BEGIN INPUT

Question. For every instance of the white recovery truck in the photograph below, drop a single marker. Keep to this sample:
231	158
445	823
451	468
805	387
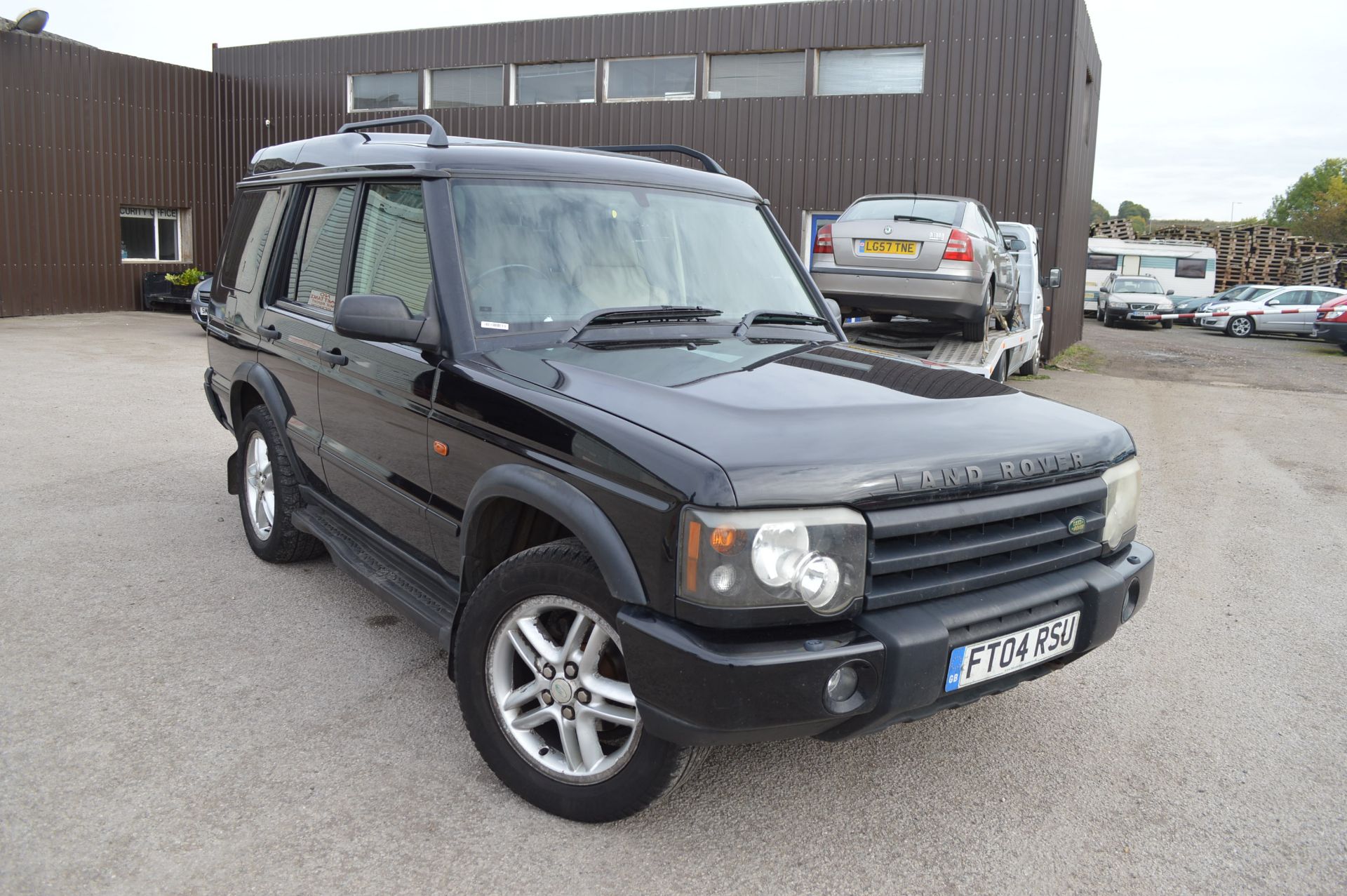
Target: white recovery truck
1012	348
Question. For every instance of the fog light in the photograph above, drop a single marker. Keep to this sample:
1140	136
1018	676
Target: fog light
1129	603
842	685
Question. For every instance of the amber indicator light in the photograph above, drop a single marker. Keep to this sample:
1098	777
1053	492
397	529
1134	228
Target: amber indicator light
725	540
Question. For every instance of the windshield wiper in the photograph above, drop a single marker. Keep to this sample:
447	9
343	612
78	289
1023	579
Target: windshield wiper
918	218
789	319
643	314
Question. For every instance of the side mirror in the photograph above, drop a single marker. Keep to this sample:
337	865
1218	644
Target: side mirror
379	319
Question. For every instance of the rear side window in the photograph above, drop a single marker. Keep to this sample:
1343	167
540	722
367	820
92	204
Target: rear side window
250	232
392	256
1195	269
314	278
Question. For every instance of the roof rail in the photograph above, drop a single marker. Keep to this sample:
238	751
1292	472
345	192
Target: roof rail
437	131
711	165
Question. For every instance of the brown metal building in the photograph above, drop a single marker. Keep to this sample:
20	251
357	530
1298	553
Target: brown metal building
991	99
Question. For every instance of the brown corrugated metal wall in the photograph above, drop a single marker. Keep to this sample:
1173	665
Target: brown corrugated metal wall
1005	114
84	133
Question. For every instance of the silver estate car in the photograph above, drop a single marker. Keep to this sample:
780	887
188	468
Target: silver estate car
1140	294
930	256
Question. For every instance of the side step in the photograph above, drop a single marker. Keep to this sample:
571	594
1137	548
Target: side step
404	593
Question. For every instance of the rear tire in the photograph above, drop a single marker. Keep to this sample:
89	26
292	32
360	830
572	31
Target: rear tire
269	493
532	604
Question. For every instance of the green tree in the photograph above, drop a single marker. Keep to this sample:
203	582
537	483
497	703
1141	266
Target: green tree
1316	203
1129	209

END INPUT
BEGIN INPUT

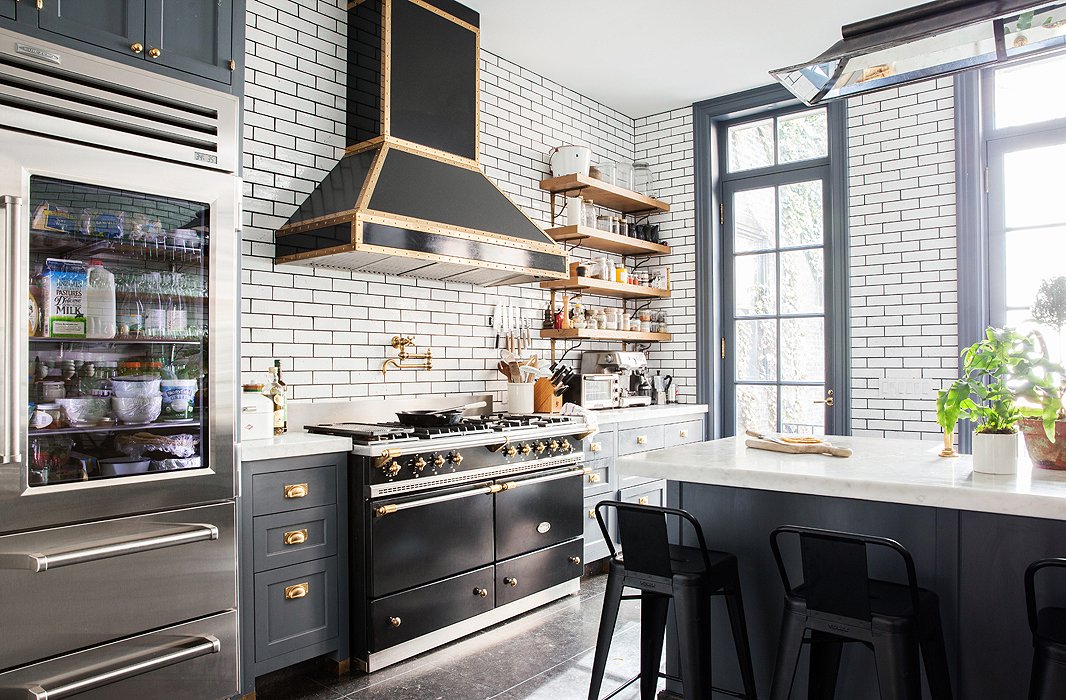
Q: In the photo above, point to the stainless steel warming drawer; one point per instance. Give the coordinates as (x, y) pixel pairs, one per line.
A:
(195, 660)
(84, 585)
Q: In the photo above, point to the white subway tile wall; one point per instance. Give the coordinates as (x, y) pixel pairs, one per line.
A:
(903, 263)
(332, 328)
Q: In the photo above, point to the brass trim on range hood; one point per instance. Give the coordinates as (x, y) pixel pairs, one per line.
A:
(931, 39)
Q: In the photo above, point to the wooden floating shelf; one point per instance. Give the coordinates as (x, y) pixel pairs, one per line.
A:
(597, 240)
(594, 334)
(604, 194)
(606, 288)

END INPUT
BEGIN INPUT

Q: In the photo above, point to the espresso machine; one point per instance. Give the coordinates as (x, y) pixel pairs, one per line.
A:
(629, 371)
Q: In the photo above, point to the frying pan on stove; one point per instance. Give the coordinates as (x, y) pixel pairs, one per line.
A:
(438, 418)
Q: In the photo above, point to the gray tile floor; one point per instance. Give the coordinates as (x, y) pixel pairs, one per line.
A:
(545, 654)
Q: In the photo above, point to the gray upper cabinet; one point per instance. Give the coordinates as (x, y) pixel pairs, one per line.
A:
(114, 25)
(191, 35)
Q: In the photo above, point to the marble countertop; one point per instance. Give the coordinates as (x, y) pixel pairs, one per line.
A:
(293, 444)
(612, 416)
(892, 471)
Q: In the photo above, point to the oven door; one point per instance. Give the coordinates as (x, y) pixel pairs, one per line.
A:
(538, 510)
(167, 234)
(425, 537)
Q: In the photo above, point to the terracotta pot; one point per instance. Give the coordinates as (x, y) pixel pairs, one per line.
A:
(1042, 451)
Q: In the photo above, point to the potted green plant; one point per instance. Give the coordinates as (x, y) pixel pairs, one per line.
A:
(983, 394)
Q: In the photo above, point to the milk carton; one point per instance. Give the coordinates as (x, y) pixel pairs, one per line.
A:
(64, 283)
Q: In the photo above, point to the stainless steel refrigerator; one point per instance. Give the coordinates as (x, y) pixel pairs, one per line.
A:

END INPUT

Report every line of the data above that contains the string "side", treating uppercase and lowercase as different.

Question. For every instance of the side mirror in the photograph above, drop a single marker. Keep to this sample:
Target: side mirror
Question. For every instance of the rear side window in the photograph above, drop a single marker. Keep to this sample:
Target: rear side window
Question. For every instance of the side step in the photograph above, drop a single marker. Keep to this sample:
Target: side step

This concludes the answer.